- _TEXTE À LIRE_
== == ==
Christophe Artero : Face à cela on est résilient -une autre qualité à avoir dans la filière des fruits et légumes. Il faut toujours se remettre en question, comprendre ce qui a marché et ce qui n’a pas marché. Il n’y a pas de solution miracle. Comme mon grand-père disait, il faut être droit dans ses bottes. 

Ma stratégie est d’avoir une vision sur 3 ans et ensuite garder ce cap, s’y fixer même si surviennent des pépins commerciaux, climatiques, etc. Il faut toujours garder sa position, avoir confiance en soi et en son équipe. Surfer sur la vague ou être opportuniste ne font pas partie de mes valeurs. 

FDA International est un exportateur français implanté et reconnu en France mais à l’échelle mondiale nous sommes tout petit. Pour nous démarquer, nous misons sur le service client. Nous avons aussi créé une identité propre avec une marque déposée, associée à notre entreprise et à notre image: Kawane.

« Ma stratégie est d’avoir une vision sur 3 ans. Il faut toujours garder sa position, avoir confiance en soi et en son équipe »
== == ==
- _INFORMATIONS FOURNIES_
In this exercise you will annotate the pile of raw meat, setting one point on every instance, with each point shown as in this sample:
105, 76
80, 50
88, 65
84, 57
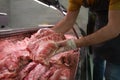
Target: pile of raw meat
33, 58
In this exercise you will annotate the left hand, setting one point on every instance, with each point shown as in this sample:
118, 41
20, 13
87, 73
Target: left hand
66, 45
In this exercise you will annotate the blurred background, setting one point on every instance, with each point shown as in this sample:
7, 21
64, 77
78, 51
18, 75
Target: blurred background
28, 13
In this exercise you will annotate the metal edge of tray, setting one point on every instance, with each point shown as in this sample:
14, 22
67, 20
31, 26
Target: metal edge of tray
13, 32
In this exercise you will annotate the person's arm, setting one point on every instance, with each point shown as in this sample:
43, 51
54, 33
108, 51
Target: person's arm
67, 22
108, 32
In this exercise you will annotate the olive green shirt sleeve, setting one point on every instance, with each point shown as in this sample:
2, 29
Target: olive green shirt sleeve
74, 5
114, 5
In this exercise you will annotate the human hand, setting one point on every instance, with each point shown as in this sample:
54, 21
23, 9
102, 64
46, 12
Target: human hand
66, 45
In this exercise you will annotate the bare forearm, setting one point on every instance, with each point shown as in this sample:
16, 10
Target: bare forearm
66, 23
108, 32
100, 36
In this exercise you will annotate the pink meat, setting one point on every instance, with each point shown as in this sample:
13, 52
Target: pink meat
34, 44
69, 58
56, 75
15, 62
66, 74
48, 74
25, 71
36, 73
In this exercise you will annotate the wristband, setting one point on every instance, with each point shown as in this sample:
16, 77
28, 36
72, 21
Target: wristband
71, 43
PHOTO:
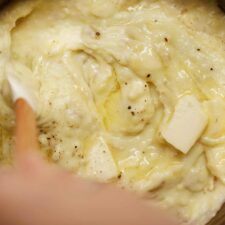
== == ==
- _OBJECTIF_
Recopiez intégralement l'extrait d'entretien avec Christophe Artero, sans y apporter la moindre modification. Les items fournis n'interviennent en rien dans ce travail.

- _RÉPONSE CI-DESSOUS_
Christophe Artero : Face à cela on est résilient -une autre qualité à avoir dans la filière des fruits et légumes. Il faut toujours se remettre en question, comprendre ce qui a marché et ce qui n’a pas marché. Il n’y a pas de solution miracle. Comme mon grand-père disait, il faut être droit dans ses bottes. 

Ma stratégie est d’avoir une vision sur 3 ans et ensuite garder ce cap, s’y fixer même si surviennent des pépins commerciaux, climatiques, etc. Il faut toujours garder sa position, avoir confiance en soi et en son équipe. Surfer sur la vague ou être opportuniste ne font pas partie de mes valeurs. 

FDA International est un exportateur français implanté et reconnu en France mais à l’échelle mondiale nous sommes tout petit. Pour nous démarquer, nous misons sur le service client. Nous avons aussi créé une identité propre avec une marque déposée, associée à notre entreprise et à notre image: Kawane.

« Ma stratégie est d’avoir une vision sur 3 ans. Il faut toujours garder sa position, avoir confiance en soi et en son équipe »